* _EXERCISE PROMPT_
Your task is to quote the material that follows, in full and exactly.

* _RECORDS PROVIDED_

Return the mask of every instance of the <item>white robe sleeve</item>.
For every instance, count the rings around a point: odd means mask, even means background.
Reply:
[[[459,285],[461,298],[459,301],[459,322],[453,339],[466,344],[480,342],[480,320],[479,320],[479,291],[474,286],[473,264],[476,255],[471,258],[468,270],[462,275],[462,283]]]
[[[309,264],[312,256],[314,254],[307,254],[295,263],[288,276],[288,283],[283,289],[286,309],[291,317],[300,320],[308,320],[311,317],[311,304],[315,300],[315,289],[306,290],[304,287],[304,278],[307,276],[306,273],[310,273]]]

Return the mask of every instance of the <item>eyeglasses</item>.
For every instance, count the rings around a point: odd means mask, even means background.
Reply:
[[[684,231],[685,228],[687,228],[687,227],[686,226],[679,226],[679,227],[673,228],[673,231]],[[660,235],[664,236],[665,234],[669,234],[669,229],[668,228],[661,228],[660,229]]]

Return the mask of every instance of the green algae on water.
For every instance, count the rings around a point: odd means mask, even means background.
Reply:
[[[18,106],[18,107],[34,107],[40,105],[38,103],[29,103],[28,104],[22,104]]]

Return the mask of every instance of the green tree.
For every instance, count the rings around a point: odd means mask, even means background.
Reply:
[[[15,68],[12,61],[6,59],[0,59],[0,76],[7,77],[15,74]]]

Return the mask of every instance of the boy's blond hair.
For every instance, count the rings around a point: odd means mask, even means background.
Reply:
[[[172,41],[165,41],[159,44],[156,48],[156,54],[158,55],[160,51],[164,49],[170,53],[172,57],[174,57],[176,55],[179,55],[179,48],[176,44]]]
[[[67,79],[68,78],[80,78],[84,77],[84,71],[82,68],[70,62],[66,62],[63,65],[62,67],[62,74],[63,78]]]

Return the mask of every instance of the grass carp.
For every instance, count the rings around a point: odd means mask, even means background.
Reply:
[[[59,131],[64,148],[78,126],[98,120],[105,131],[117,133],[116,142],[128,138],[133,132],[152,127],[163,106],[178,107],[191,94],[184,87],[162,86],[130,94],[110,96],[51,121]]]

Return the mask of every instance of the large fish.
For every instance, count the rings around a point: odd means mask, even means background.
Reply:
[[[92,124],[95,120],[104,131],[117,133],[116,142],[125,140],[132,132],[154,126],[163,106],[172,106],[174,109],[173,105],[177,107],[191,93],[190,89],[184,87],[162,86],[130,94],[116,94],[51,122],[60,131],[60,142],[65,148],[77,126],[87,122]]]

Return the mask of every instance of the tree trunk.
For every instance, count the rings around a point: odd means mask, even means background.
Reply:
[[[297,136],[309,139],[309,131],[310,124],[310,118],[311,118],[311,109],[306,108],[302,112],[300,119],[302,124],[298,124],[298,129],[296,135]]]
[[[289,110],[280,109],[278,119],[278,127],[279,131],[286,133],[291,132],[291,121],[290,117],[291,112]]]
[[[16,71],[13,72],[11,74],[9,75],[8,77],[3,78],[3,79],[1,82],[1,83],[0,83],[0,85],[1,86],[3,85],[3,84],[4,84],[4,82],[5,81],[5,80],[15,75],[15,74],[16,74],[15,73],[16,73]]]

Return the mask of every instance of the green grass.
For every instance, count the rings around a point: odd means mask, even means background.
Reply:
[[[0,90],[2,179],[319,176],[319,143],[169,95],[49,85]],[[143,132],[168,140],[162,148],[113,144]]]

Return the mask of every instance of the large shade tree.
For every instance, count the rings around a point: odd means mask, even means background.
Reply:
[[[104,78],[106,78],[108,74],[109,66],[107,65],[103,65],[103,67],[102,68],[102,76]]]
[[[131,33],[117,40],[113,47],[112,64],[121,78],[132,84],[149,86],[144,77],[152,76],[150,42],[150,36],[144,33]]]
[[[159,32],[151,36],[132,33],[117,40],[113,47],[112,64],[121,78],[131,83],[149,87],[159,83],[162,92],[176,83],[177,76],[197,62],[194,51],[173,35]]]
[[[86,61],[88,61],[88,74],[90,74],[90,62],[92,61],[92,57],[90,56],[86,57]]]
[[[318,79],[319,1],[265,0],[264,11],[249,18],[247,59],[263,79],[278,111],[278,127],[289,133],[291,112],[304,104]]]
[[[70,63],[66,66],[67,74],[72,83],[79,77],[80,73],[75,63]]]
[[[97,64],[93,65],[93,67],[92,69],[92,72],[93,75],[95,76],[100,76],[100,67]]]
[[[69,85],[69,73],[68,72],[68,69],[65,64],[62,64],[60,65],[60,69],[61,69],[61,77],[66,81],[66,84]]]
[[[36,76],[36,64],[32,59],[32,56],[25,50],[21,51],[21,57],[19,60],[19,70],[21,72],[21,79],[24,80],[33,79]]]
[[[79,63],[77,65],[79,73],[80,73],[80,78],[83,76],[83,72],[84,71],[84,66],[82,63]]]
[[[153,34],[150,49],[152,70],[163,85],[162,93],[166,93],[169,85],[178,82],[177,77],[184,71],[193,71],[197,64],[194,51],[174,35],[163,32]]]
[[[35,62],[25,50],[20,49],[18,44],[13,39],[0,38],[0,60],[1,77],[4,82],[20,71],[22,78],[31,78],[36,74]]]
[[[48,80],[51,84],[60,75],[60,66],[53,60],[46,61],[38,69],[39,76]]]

* _WRITTEN RESPONSE_
Return the mask of every instance of the <item>white robe sleeve</item>.
For every instance, count the rings around a point: odd means mask, even means background.
Reply:
[[[459,285],[461,298],[459,301],[459,322],[453,339],[466,344],[480,342],[480,320],[479,320],[479,291],[474,286],[473,264],[476,255],[471,258],[468,270],[462,275],[462,283]]]
[[[309,264],[312,256],[314,254],[307,254],[295,263],[288,276],[288,283],[283,289],[286,309],[291,317],[300,320],[308,320],[311,317],[311,304],[315,300],[315,289],[306,290],[304,287],[304,278],[307,276],[306,273],[310,273]]]

Return the mask of every instance of the <item>eyeglasses</item>.
For every instance, count the rings around a point: odd means mask, even means background.
Reply:
[[[684,231],[685,228],[687,228],[687,227],[686,226],[679,226],[679,227],[673,228],[673,231]],[[660,235],[664,236],[665,234],[669,234],[669,229],[668,228],[661,228],[660,229]]]

Return the mask of every instance of the green algae on water.
For every instance, count the rings around a point: odd means mask, even means background.
Reply:
[[[18,106],[18,107],[34,107],[40,105],[38,103],[29,103],[28,104],[22,104]]]

Return the mask of every instance of the green tree.
For every instance, count the rings around a point: odd means mask, even means background.
Reply:
[[[15,68],[12,61],[6,59],[0,59],[0,76],[7,77],[15,74]]]

Return the mask of every instance of the boy's blond hair.
For every instance, count the rings around a point: odd means mask, even means background.
Reply:
[[[172,41],[165,41],[159,44],[156,48],[156,54],[158,55],[160,51],[164,49],[170,53],[172,57],[174,57],[176,55],[179,55],[179,48],[176,44]]]
[[[67,79],[68,78],[80,78],[84,77],[84,71],[82,68],[70,62],[66,62],[63,65],[62,67],[62,74],[63,78]]]

Return the mask of every instance of the grass carp.
For every instance, count the rings around a point: odd means mask, even means background.
Reply:
[[[59,131],[64,148],[78,126],[98,120],[105,131],[117,133],[116,142],[128,138],[133,132],[152,127],[163,106],[178,107],[191,94],[184,87],[162,86],[130,94],[110,96],[51,121]]]

Return the mask of every instance of the large fish.
For every instance, count the rings around a point: odd means mask, even means background.
Reply:
[[[92,124],[95,120],[104,131],[117,133],[116,142],[125,140],[132,132],[154,126],[163,106],[172,106],[174,109],[173,105],[177,107],[191,93],[190,89],[184,87],[162,86],[130,94],[116,94],[51,122],[60,131],[60,142],[65,148],[77,126],[87,122]]]

Return the mask of every instance of the tree trunk.
For every instance, count the rings around a point: odd means mask, even means background.
Reply:
[[[297,136],[309,139],[309,131],[310,124],[310,118],[311,118],[311,109],[306,108],[302,112],[300,119],[302,124],[298,124],[298,129],[296,135]]]
[[[289,110],[280,109],[278,119],[278,127],[279,131],[286,133],[291,132],[291,121],[290,117],[291,112]]]
[[[16,71],[13,72],[11,74],[9,75],[8,77],[3,78],[3,79],[1,82],[1,83],[0,83],[0,85],[1,86],[3,85],[3,84],[4,84],[4,82],[5,81],[5,80],[15,75],[15,74],[16,74],[15,73],[16,73]]]

Return the mask of every instance of the green grass.
For every instance, count the rings around a point: odd means mask, even means background.
Reply:
[[[0,90],[2,179],[319,176],[319,143],[169,95],[49,85]],[[143,132],[168,140],[162,148],[113,144]]]

Return the mask of every instance of the large shade tree.
For every instance, count the rings around a point: odd means mask, even means background.
Reply:
[[[104,78],[106,78],[108,74],[109,66],[107,65],[103,65],[103,67],[102,68],[102,76]]]
[[[131,33],[117,40],[113,47],[112,64],[121,78],[132,84],[149,86],[144,77],[152,76],[150,42],[150,36],[144,33]]]
[[[159,32],[151,36],[132,33],[117,40],[113,47],[112,64],[121,78],[131,83],[149,87],[159,83],[162,92],[176,83],[177,76],[197,62],[194,51],[173,35]]]
[[[86,61],[88,61],[88,74],[90,74],[90,62],[92,61],[92,57],[90,56],[86,57]]]
[[[318,79],[319,1],[265,0],[264,11],[249,18],[247,59],[263,79],[278,111],[278,127],[289,133],[291,112],[304,104]]]
[[[70,63],[66,66],[67,74],[72,83],[79,77],[80,73],[75,63]]]
[[[97,64],[93,65],[93,67],[92,69],[92,72],[93,75],[95,76],[100,76],[100,67]]]
[[[69,85],[69,73],[68,72],[68,69],[65,64],[62,64],[60,65],[60,69],[61,69],[61,77],[66,81],[66,84]]]
[[[36,76],[36,64],[32,59],[32,56],[25,50],[21,51],[21,57],[19,60],[19,70],[21,72],[21,79],[24,80],[33,79]]]
[[[79,63],[77,65],[79,73],[80,73],[80,78],[83,76],[83,72],[84,71],[84,66],[82,63]]]
[[[153,34],[150,49],[152,70],[163,85],[162,93],[166,93],[169,85],[178,82],[177,77],[184,71],[193,71],[197,64],[194,51],[174,35],[163,32]]]
[[[35,62],[25,50],[20,49],[18,44],[13,39],[0,38],[0,60],[1,77],[4,82],[20,71],[22,78],[31,78],[36,74]]]
[[[48,80],[51,84],[60,75],[60,66],[53,60],[46,61],[38,69],[39,76]]]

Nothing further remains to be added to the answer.